▶ [RECORDS FOR THIS EXERCISE]
--*--

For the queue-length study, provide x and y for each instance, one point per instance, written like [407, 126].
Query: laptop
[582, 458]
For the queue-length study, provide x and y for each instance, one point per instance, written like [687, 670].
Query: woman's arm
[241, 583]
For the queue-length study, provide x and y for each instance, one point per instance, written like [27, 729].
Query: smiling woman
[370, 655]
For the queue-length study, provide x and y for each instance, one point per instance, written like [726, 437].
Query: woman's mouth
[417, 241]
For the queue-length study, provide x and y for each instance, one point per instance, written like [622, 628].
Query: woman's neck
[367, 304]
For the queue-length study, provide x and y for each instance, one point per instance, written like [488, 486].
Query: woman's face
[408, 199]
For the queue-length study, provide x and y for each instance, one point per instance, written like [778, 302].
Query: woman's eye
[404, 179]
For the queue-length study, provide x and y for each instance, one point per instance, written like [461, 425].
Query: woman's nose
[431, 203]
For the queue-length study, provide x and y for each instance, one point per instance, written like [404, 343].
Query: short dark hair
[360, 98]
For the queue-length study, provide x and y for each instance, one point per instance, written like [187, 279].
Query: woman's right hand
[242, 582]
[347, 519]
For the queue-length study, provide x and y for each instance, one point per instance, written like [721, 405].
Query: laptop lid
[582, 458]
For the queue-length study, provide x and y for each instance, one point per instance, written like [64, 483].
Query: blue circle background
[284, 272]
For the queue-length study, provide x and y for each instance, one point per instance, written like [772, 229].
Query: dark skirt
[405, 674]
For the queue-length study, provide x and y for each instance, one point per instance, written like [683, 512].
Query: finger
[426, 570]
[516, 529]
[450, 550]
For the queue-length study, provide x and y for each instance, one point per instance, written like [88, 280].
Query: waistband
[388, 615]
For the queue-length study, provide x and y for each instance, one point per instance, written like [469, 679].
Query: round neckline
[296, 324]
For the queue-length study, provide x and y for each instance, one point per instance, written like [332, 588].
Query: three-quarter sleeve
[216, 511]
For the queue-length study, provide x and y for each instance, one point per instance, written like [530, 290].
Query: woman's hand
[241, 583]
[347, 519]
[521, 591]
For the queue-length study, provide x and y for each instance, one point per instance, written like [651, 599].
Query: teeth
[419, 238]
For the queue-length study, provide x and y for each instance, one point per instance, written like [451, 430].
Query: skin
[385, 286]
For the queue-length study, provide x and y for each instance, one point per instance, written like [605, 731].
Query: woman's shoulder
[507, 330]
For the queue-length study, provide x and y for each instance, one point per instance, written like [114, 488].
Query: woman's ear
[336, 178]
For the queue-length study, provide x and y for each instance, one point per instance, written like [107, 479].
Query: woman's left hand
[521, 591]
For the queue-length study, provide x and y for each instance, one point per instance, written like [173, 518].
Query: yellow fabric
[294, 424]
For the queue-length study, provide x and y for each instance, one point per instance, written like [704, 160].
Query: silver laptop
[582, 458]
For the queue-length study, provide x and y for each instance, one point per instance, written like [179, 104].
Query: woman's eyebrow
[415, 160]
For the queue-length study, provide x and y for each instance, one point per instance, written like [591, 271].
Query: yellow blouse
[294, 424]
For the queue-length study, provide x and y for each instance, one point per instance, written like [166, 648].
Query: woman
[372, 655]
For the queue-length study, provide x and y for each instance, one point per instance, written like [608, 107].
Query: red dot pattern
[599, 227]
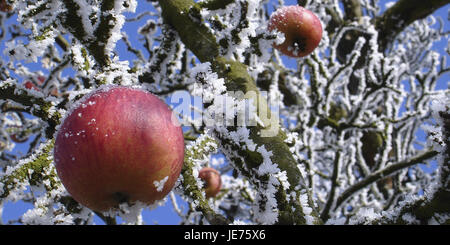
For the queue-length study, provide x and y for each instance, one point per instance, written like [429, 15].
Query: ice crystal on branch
[354, 133]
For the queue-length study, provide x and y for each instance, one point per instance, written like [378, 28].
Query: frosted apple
[119, 145]
[212, 180]
[301, 28]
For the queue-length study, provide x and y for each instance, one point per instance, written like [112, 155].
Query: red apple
[119, 145]
[30, 85]
[301, 28]
[4, 6]
[212, 180]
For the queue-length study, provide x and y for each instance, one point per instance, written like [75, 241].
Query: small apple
[4, 6]
[30, 85]
[212, 180]
[119, 145]
[301, 28]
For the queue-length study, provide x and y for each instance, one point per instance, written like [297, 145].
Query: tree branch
[184, 16]
[382, 173]
[37, 106]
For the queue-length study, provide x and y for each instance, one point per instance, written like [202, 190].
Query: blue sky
[165, 214]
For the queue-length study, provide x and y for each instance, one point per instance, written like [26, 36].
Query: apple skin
[114, 145]
[301, 28]
[212, 180]
[30, 85]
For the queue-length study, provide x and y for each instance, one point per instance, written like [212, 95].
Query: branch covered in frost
[28, 171]
[184, 16]
[35, 104]
[382, 173]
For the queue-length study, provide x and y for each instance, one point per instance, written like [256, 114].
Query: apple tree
[355, 132]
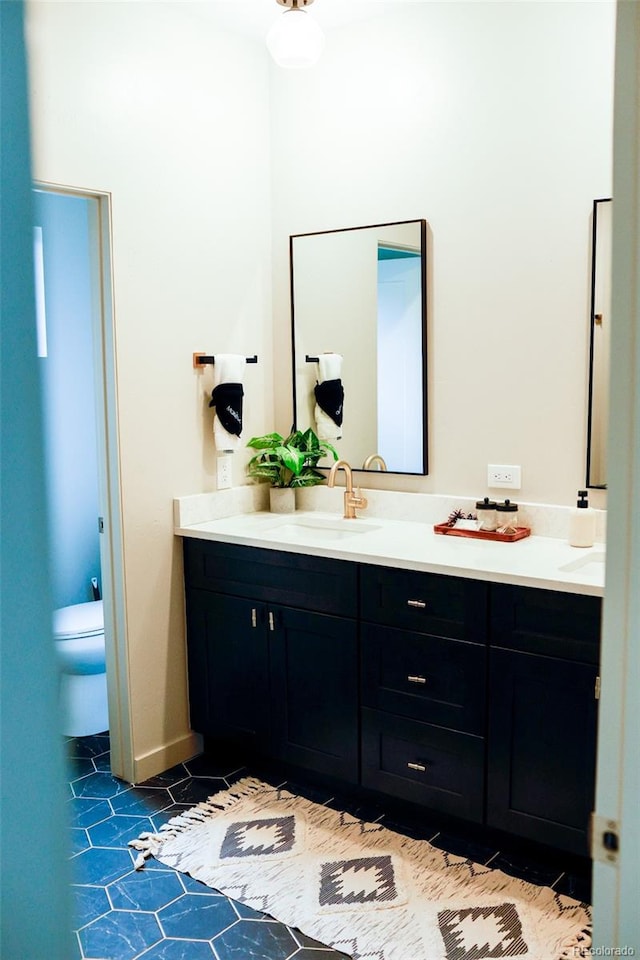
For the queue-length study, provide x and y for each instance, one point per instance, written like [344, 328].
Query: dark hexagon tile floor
[160, 914]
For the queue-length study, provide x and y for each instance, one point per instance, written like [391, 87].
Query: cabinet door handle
[421, 767]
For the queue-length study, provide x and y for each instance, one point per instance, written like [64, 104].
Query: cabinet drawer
[433, 679]
[427, 602]
[293, 579]
[563, 625]
[429, 765]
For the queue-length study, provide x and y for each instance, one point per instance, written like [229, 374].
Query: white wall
[493, 121]
[150, 102]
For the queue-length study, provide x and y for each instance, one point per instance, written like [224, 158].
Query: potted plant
[288, 463]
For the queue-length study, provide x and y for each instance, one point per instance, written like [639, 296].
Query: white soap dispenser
[582, 523]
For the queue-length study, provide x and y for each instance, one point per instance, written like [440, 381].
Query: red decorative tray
[520, 534]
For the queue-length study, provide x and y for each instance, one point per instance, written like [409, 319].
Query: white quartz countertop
[543, 562]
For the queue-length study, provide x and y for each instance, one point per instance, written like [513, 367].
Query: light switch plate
[223, 466]
[504, 476]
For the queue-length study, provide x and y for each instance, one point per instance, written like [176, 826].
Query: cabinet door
[542, 736]
[228, 667]
[314, 686]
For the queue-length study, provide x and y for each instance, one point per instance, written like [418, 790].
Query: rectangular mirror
[358, 308]
[598, 411]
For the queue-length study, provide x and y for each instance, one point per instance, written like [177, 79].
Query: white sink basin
[319, 529]
[591, 563]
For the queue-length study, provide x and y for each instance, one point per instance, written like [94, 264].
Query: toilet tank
[78, 620]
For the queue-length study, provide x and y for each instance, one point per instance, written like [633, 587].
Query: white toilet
[78, 633]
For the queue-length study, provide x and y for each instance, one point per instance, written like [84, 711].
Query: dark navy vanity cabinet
[273, 653]
[423, 661]
[474, 700]
[543, 688]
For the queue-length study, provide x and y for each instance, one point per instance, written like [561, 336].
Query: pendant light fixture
[295, 40]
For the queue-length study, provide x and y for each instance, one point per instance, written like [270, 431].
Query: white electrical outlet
[224, 472]
[500, 475]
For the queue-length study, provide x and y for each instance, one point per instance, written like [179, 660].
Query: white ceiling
[254, 17]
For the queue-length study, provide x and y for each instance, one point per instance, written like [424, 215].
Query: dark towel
[227, 399]
[330, 398]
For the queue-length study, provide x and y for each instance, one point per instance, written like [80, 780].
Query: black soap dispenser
[582, 523]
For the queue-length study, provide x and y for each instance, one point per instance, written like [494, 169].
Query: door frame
[109, 482]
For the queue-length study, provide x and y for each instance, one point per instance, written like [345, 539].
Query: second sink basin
[320, 529]
[587, 564]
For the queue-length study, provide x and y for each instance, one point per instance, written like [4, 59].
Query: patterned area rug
[361, 888]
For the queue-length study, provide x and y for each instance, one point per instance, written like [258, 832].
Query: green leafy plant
[289, 462]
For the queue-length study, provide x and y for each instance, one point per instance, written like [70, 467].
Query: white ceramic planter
[282, 499]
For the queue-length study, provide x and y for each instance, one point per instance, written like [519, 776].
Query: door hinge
[604, 839]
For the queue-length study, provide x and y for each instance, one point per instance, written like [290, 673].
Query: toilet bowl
[78, 633]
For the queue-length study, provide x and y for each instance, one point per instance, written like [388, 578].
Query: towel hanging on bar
[329, 394]
[226, 397]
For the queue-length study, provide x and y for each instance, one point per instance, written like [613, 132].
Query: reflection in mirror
[598, 413]
[358, 307]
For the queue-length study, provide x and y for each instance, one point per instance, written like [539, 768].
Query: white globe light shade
[295, 39]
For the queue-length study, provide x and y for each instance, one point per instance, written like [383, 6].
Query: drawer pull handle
[421, 767]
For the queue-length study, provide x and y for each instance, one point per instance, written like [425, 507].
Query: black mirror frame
[423, 281]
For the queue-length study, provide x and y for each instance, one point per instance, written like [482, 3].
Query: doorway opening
[72, 247]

--*--

▶ [PROBLEM TO WORK ON]
Quote, word for word, every line starting at the one that contains "like [345, 539]." and ending with the final line of the entries.

▶ [OUTPUT]
For the queue-length study, provide x and y for each instance, one point per instance, written like [345, 539].
Query: second sink basin
[320, 529]
[587, 564]
For the queue-length study, provide x and y for each instance, one point per instance, written like [4, 59].
Query: patterned area rug
[361, 888]
For the queue-length study, provide x and y for each instance, one point per instance, written like [258, 832].
Query: green leafy plant
[289, 462]
For the queue-length study, provide x and y for each instance, one point per instance, written like [70, 467].
Query: white ceramic planter
[282, 499]
For the queue-length study, provide x and y for each instance, one point per instance, written like [519, 776].
Query: door hinge
[604, 839]
For the queue-length study, provide x and y for each instance, one point per instance, written like [290, 673].
Query: toilet bowl
[78, 633]
For the queue-length study, provide x and y for each instance, one point per instance, written like [388, 578].
Query: towel hanging on bar
[329, 394]
[226, 397]
For the queue-length study, provide x and y for each instance, one point per instance, written like [613, 132].
Query: reflection in mirror
[598, 413]
[358, 307]
For the queue-length study, provide x and y for each instance, one point per instance, written like [539, 768].
Query: white globe light shade
[295, 39]
For the queue-length study, provide x and y for each instance, one point per instance, written like [383, 6].
Query: drawer pull handle
[421, 767]
For the queue-length study, provide x and y for each instance, one point per instance, written like [425, 507].
Query: black mirror frame
[423, 281]
For the queue-length study, provide x and y for each instance, one point per instance, written like [482, 3].
Query: doorway opening
[72, 247]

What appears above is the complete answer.